/---

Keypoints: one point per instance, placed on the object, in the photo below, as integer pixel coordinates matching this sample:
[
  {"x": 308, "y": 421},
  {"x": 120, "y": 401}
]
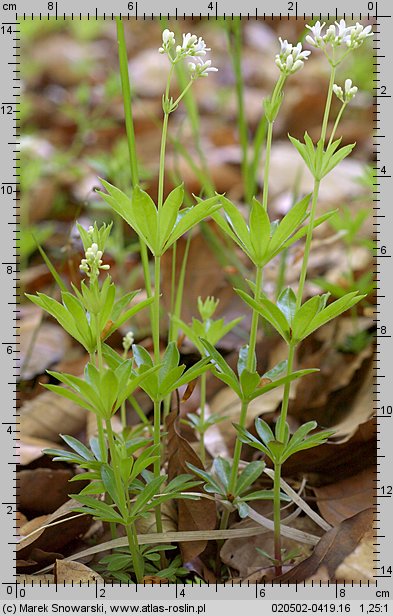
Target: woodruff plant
[{"x": 113, "y": 463}]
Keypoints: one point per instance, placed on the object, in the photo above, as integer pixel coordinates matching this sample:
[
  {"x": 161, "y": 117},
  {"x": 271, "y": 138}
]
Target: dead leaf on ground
[
  {"x": 43, "y": 490},
  {"x": 68, "y": 572},
  {"x": 42, "y": 344},
  {"x": 56, "y": 536},
  {"x": 41, "y": 578},
  {"x": 30, "y": 448},
  {"x": 192, "y": 515},
  {"x": 49, "y": 415},
  {"x": 335, "y": 548},
  {"x": 242, "y": 555},
  {"x": 344, "y": 499}
]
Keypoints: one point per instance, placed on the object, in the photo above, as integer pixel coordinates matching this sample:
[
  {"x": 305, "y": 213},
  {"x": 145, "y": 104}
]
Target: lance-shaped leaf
[
  {"x": 332, "y": 311},
  {"x": 74, "y": 323},
  {"x": 169, "y": 212},
  {"x": 268, "y": 310},
  {"x": 191, "y": 217},
  {"x": 221, "y": 368}
]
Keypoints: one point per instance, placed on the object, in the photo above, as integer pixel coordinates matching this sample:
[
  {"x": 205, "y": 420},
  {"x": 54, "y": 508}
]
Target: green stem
[
  {"x": 277, "y": 519},
  {"x": 131, "y": 534},
  {"x": 173, "y": 291},
  {"x": 285, "y": 399},
  {"x": 254, "y": 323},
  {"x": 157, "y": 463},
  {"x": 202, "y": 417},
  {"x": 339, "y": 116},
  {"x": 269, "y": 139},
  {"x": 99, "y": 361},
  {"x": 162, "y": 161},
  {"x": 328, "y": 104},
  {"x": 127, "y": 100},
  {"x": 280, "y": 428},
  {"x": 156, "y": 309},
  {"x": 182, "y": 95},
  {"x": 236, "y": 56},
  {"x": 235, "y": 463}
]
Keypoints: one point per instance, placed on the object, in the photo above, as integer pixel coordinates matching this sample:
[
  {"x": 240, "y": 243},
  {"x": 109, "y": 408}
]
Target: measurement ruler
[{"x": 361, "y": 598}]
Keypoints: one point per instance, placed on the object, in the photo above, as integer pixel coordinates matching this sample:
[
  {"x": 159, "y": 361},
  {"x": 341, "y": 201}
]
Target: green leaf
[
  {"x": 277, "y": 370},
  {"x": 264, "y": 495},
  {"x": 269, "y": 311},
  {"x": 242, "y": 360},
  {"x": 247, "y": 438},
  {"x": 222, "y": 469},
  {"x": 193, "y": 373},
  {"x": 146, "y": 217},
  {"x": 282, "y": 381},
  {"x": 109, "y": 481},
  {"x": 303, "y": 151},
  {"x": 222, "y": 368},
  {"x": 259, "y": 231},
  {"x": 287, "y": 304},
  {"x": 143, "y": 499},
  {"x": 207, "y": 477},
  {"x": 334, "y": 160},
  {"x": 333, "y": 310},
  {"x": 264, "y": 431},
  {"x": 289, "y": 224},
  {"x": 304, "y": 317},
  {"x": 249, "y": 382},
  {"x": 237, "y": 222},
  {"x": 77, "y": 446},
  {"x": 192, "y": 217}
]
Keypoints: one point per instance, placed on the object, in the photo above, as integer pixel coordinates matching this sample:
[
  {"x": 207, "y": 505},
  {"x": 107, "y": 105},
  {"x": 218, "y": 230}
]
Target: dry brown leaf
[
  {"x": 41, "y": 578},
  {"x": 192, "y": 515},
  {"x": 344, "y": 499},
  {"x": 334, "y": 548},
  {"x": 43, "y": 490},
  {"x": 68, "y": 572},
  {"x": 48, "y": 415},
  {"x": 20, "y": 520},
  {"x": 30, "y": 448},
  {"x": 359, "y": 565},
  {"x": 61, "y": 532},
  {"x": 241, "y": 554},
  {"x": 42, "y": 344}
]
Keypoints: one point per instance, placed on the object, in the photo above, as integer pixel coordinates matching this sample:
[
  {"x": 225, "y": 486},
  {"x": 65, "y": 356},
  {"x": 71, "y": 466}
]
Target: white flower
[
  {"x": 128, "y": 340},
  {"x": 168, "y": 41},
  {"x": 192, "y": 47},
  {"x": 316, "y": 30},
  {"x": 358, "y": 35},
  {"x": 349, "y": 91},
  {"x": 92, "y": 262},
  {"x": 337, "y": 35},
  {"x": 200, "y": 68},
  {"x": 290, "y": 59}
]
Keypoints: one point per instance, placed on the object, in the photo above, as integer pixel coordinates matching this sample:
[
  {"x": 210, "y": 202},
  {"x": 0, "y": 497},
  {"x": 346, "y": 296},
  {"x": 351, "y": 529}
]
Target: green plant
[{"x": 118, "y": 466}]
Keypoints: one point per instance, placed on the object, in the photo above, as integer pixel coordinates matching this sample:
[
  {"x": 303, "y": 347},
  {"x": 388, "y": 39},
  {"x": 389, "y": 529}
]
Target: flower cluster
[
  {"x": 291, "y": 58},
  {"x": 92, "y": 262},
  {"x": 338, "y": 35},
  {"x": 192, "y": 47},
  {"x": 349, "y": 91}
]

\---

__Exercise objective__
The output should consist of every entry above, printed exactly, with the images removed.

__Problem solution__
Keypoints: one point per instance, placed on the object, in the photo below, as integer pixel coordinates matching this sample:
[
  {"x": 308, "y": 421},
  {"x": 120, "y": 401}
]
Target: woodruff plant
[{"x": 113, "y": 463}]
Keypoints: one point per instance, placed on the object, in the photo above, as integer pixel coordinates matching this sample:
[
  {"x": 161, "y": 117},
  {"x": 271, "y": 138}
]
Target: dead leaf on ground
[
  {"x": 43, "y": 490},
  {"x": 68, "y": 572},
  {"x": 42, "y": 344},
  {"x": 56, "y": 536},
  {"x": 41, "y": 578},
  {"x": 30, "y": 448},
  {"x": 192, "y": 515},
  {"x": 49, "y": 415},
  {"x": 335, "y": 548},
  {"x": 242, "y": 555},
  {"x": 344, "y": 499}
]
Keypoints: one point per instance, placed on the object, in the photo above, as integer pixel coordinates matching this sample:
[
  {"x": 305, "y": 213},
  {"x": 145, "y": 104}
]
Target: lance-shaped leaf
[
  {"x": 332, "y": 311},
  {"x": 74, "y": 323},
  {"x": 169, "y": 212},
  {"x": 268, "y": 310},
  {"x": 191, "y": 217},
  {"x": 221, "y": 368}
]
Keypoints: one point per instance, placed on the object, in the photo above, as integer pixel coordinates matching this sample:
[
  {"x": 205, "y": 420},
  {"x": 54, "y": 508}
]
Target: green stem
[
  {"x": 277, "y": 519},
  {"x": 131, "y": 534},
  {"x": 173, "y": 291},
  {"x": 285, "y": 399},
  {"x": 254, "y": 323},
  {"x": 157, "y": 463},
  {"x": 202, "y": 417},
  {"x": 339, "y": 116},
  {"x": 269, "y": 139},
  {"x": 99, "y": 361},
  {"x": 162, "y": 161},
  {"x": 328, "y": 104},
  {"x": 127, "y": 100},
  {"x": 280, "y": 428},
  {"x": 156, "y": 309},
  {"x": 182, "y": 95},
  {"x": 236, "y": 56},
  {"x": 235, "y": 463}
]
Keypoints: one point per instance, placed on the object, in the photo above, as integer pixel coordinates matching this sample:
[
  {"x": 240, "y": 243},
  {"x": 109, "y": 408}
]
Target: measurement ruler
[{"x": 361, "y": 598}]
Keypoints: one point per instance, placed on the object, in the photo above, as integer pixel coordinates matching this sample:
[
  {"x": 159, "y": 361},
  {"x": 341, "y": 201}
]
Target: green leaf
[
  {"x": 277, "y": 370},
  {"x": 264, "y": 495},
  {"x": 269, "y": 311},
  {"x": 242, "y": 360},
  {"x": 247, "y": 438},
  {"x": 222, "y": 469},
  {"x": 193, "y": 373},
  {"x": 146, "y": 217},
  {"x": 282, "y": 381},
  {"x": 109, "y": 481},
  {"x": 303, "y": 151},
  {"x": 222, "y": 368},
  {"x": 259, "y": 231},
  {"x": 287, "y": 304},
  {"x": 143, "y": 499},
  {"x": 207, "y": 477},
  {"x": 334, "y": 160},
  {"x": 333, "y": 310},
  {"x": 264, "y": 431},
  {"x": 289, "y": 224},
  {"x": 304, "y": 317},
  {"x": 249, "y": 382},
  {"x": 237, "y": 222},
  {"x": 77, "y": 446},
  {"x": 192, "y": 217}
]
Keypoints: one point per instance, placed on the object, in the photo above, as integer pixel coordinates matching this sample:
[
  {"x": 207, "y": 505},
  {"x": 107, "y": 105},
  {"x": 218, "y": 230}
]
Target: dry brown leaf
[
  {"x": 41, "y": 578},
  {"x": 192, "y": 515},
  {"x": 344, "y": 499},
  {"x": 334, "y": 548},
  {"x": 43, "y": 490},
  {"x": 68, "y": 572},
  {"x": 48, "y": 415},
  {"x": 20, "y": 520},
  {"x": 30, "y": 448},
  {"x": 359, "y": 565},
  {"x": 61, "y": 532},
  {"x": 241, "y": 554},
  {"x": 42, "y": 344}
]
Keypoints: one point per instance, placed on the object, in the photo above, as integer pixel coordinates matching this sample:
[
  {"x": 225, "y": 486},
  {"x": 65, "y": 356},
  {"x": 71, "y": 466}
]
Target: white flower
[
  {"x": 128, "y": 340},
  {"x": 168, "y": 41},
  {"x": 192, "y": 47},
  {"x": 316, "y": 30},
  {"x": 358, "y": 35},
  {"x": 349, "y": 91},
  {"x": 92, "y": 262},
  {"x": 337, "y": 35},
  {"x": 200, "y": 68},
  {"x": 290, "y": 59}
]
Keypoints: one point per instance, placed on the object, in the photo above, as integer pixel coordinates matching this sample:
[
  {"x": 210, "y": 202},
  {"x": 0, "y": 497},
  {"x": 346, "y": 296},
  {"x": 351, "y": 529}
]
Target: green plant
[{"x": 118, "y": 466}]
Keypoints: one point per instance, placed on the object, in the photo above, as integer pixel coordinates matching this sample:
[
  {"x": 303, "y": 347},
  {"x": 388, "y": 39},
  {"x": 389, "y": 529}
]
Target: flower cluster
[
  {"x": 291, "y": 58},
  {"x": 92, "y": 262},
  {"x": 338, "y": 35},
  {"x": 192, "y": 47},
  {"x": 349, "y": 91}
]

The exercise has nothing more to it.